**The request**. Could you reproduce, character for character, the rows below, starting with the line that contains "the woman's wrist" and going on through the line that contains "Target: woman's wrist", and output nothing else?
────────────────────────────────────────
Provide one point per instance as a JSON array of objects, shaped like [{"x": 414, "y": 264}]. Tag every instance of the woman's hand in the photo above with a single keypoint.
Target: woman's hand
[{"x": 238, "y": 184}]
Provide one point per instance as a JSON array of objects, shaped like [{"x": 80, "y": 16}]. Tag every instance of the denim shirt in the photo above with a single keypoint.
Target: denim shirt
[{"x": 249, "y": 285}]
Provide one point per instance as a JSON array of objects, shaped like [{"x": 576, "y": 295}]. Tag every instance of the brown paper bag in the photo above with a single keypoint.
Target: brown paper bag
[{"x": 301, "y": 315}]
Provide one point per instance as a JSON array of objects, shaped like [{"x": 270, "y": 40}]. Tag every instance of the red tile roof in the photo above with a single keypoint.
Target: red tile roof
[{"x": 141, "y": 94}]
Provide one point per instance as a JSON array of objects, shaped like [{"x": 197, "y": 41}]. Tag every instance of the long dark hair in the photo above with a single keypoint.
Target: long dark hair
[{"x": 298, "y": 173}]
────────────────────────────────────────
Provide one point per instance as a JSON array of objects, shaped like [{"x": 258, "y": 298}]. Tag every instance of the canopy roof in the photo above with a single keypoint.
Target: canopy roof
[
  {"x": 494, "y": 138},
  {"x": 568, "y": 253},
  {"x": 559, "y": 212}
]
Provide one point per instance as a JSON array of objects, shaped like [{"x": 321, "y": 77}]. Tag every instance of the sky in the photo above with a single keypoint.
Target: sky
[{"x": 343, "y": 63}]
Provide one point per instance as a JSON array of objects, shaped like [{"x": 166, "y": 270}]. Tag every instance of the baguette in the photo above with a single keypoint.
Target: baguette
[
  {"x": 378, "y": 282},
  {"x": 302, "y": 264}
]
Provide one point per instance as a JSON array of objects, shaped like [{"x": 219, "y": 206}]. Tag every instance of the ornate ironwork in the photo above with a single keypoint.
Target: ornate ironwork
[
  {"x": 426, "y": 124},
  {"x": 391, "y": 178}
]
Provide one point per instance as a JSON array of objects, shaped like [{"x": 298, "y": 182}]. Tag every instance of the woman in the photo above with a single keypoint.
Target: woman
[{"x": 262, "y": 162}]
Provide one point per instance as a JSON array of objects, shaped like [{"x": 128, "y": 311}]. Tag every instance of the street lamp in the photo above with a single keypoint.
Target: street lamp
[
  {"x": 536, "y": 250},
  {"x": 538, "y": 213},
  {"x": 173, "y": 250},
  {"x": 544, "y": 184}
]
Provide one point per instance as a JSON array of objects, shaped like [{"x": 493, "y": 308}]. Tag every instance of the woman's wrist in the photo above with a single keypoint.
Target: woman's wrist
────────────────────────────────────────
**Answer to the exercise**.
Provide one point per instance as a JSON array of objects, shaped like [{"x": 493, "y": 308}]. Tag every instance of the woman's wrist in the photo above with a single keypoint.
Target: woman's wrist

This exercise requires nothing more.